→ **ÜBUNGSAUFGABE 1**: An welchen Verein wird Ricardo Clark laut dem Vorbericht unten bis zum Saisonende ausgeliehen?
→ **ÜBUNGSAUFGABE 2**: Zitiere bitte aus dem Vorbericht unten wortgetreu den Abschnitt, der bei den Worten „Statt Europa nur“ beginnt und nach „ausklingen ließ, ausgeliehen.“ endet.

→ **ZITIERTER TEXT**:
<<<<

Statt Europa nur unter aller Sau

“Schön ist das nicht, solche Entscheidungen gehören zu den Sachen, die einem Trainer keinen Spaß machen. Aber die Stimmung ist gut und die Mannschaft arbeitet konzentriert“, erklärt Armin Veh, der aus dem vollen schöpfen kann, da neben Amedick und Idrissou auch Schwegler wieder mittrainiert, so dass er die Qual der Wahl hat, wenn es um Kader und Startelf für das Spiel beim Tabellenfünften aus Paderborn geht. Keine Berücksichtigung wird hierbei Ricardo Clark finden, der beim Trainer sowieso keine Rolle mehr spielte, denn der 29-jährige US-Amerikaner wird bis zum Ende der Saison an den norwegischen Club Stabaek IF, bei dem vor 10 Jahren Fjørtoft seine Karriere ausklingen ließ, ausgeliehen.

“Eigentlich gibt es keinen Grund etwas zu ändern, wenn die Mannschaft gut funktioniert“, meint Armin Veh schließlich, nachdem Matmour im Abschlusstraining Schwegler auf den gebrochenen Zeh getreten ist, so dass dieser noch einmal pausieren wird. Zudem hat Hoffer zuletzt als alleiniger Stürmer überzeugt, so dass er ergänzt: “Die stehen nicht zufällig in der Spitzengruppe. Wir müssen kompakt stehen, laufstark sein und dem Gegner möglichst keine Torchancen zulassen. Wir dürfen uns keine Fehler mehr erlauben.“ So wird die Eintracht wie schon beim 6:1-Sieg gegen den FSV mit einem Fünfer-Mittelfeld aus Matmour, Meier und Köhler sowie Lehmann und Rode vor der Abwehr beginnen, in der erneut Butscher den Vorzug vor Djakpa erhält.

Im Gegensatz zu seinem Kollegen hat Roger Schmidt Probleme mit gleich sechs angeschlagenen Spielern und wird sein Team gegenüber dem 2:2 gegen Dresden erneut umbauen müssen. Dennoch bleibt der 44-Jährige zuversichtlich, zumal Paderborn in dieser Saison erst einmal zuhause verloren hat: “Es ist nicht so, dass wir sagen: Jetzt kommt die große Eintracht, deshalb präsentieren wir hier die drei Punkte. Mit einem Sieg wären wir punktgleich mit der Eintracht, das ist unser Ansporn.“ Und zwar mit 14-Tore-Stürmer Proschwitz, der von einer Dreierreihe mit Brandy, Kara und Meha sowie den nachrückenden Alushi und Rupp unterstützt werden soll.

>>>>

→ **GESAMMELTES MATERIAL**:
<<<<

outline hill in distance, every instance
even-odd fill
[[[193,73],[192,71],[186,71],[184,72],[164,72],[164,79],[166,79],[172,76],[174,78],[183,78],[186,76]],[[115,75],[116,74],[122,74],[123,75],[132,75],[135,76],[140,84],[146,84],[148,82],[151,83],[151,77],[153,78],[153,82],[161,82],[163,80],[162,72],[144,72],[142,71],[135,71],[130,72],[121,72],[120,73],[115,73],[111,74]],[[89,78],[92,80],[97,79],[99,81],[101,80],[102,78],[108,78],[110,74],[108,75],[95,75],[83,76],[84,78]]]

>>>>

→ **LÖSUNG 1**: An den norwegischen Club Stabaek IF.

→ **LÖSUNG 2**:
Statt Europa nur unter aller Sau

“Schön ist das nicht, solche Entscheidungen gehören zu den Sachen, die einem Trainer keinen Spaß machen. Aber die Stimmung ist gut und die Mannschaft arbeitet konzentriert“, erklärt Armin Veh, der aus dem vollen schöpfen kann, da neben Amedick und Idrissou auch Schwegler wieder mittrainiert, so dass er die Qual der Wahl hat, wenn es um Kader und Startelf für das Spiel beim Tabellenfünften aus Paderborn geht. Keine Berücksichtigung wird hierbei Ricardo Clark finden, der beim Trainer sowieso keine Rolle mehr spielte, denn der 29-jährige US-Amerikaner wird bis zum Ende der Saison an den norwegischen Club Stabaek IF, bei dem vor 10 Jahren Fjørtoft seine Karriere ausklingen ließ, ausgeliehen.